§ **Your goal**
Your task is to write out the full listing once more, exactly.

§ **Exercise inputs**
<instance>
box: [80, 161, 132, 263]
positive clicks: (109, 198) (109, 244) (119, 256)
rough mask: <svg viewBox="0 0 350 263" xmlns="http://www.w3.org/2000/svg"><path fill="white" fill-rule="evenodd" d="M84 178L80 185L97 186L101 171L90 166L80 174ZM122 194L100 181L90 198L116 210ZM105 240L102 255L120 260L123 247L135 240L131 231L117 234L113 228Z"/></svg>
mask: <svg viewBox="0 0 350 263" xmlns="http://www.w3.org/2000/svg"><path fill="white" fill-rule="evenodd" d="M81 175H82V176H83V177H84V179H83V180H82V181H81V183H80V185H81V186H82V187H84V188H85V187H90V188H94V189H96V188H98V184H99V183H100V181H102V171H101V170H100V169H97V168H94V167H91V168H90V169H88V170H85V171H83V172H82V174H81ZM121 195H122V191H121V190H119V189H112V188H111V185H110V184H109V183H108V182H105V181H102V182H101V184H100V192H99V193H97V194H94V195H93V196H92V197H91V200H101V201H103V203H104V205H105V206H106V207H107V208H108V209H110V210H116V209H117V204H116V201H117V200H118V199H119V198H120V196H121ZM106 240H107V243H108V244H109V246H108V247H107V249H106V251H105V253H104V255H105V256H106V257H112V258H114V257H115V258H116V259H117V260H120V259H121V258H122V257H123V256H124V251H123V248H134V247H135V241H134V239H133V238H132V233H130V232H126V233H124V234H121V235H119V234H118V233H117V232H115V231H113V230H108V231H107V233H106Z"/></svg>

§ **Written response**
<instance>
box: [80, 161, 132, 263]
positive clicks: (109, 198) (109, 244) (119, 256)
rough mask: <svg viewBox="0 0 350 263" xmlns="http://www.w3.org/2000/svg"><path fill="white" fill-rule="evenodd" d="M84 178L80 185L97 186L101 171L90 166L80 174ZM122 194L100 181L90 198L116 210ZM105 240L102 255L120 260L123 247L135 240L131 231L117 234L113 228Z"/></svg>
mask: <svg viewBox="0 0 350 263" xmlns="http://www.w3.org/2000/svg"><path fill="white" fill-rule="evenodd" d="M81 175H82V176H83V177H84V179H83V180H82V181H81V183H80V185H81V186H82V187H84V188H85V187H90V188H94V189H96V188H98V184H99V183H100V181H102V171H101V170H100V169H97V168H94V167H91V168H90V169H88V170H85V171H83V172H82V174H81ZM121 195H122V191H121V190H119V189H112V188H111V185H110V184H109V183H108V182H105V181H102V182H101V184H100V192H99V193H97V194H94V195H93V196H92V197H91V200H101V201H103V203H104V205H105V206H106V207H107V208H108V209H110V210H116V209H117V204H116V201H117V200H118V199H119V198H120V196H121ZM106 240H107V243H108V244H109V246H108V247H107V249H106V251H105V253H104V255H105V256H106V257H112V258H114V257H115V258H116V259H117V260H120V259H121V258H122V257H123V256H124V251H123V248H134V247H135V241H134V239H133V238H132V233H130V232H126V233H124V234H121V235H119V234H118V233H117V232H115V231H113V230H108V231H107V233H106Z"/></svg>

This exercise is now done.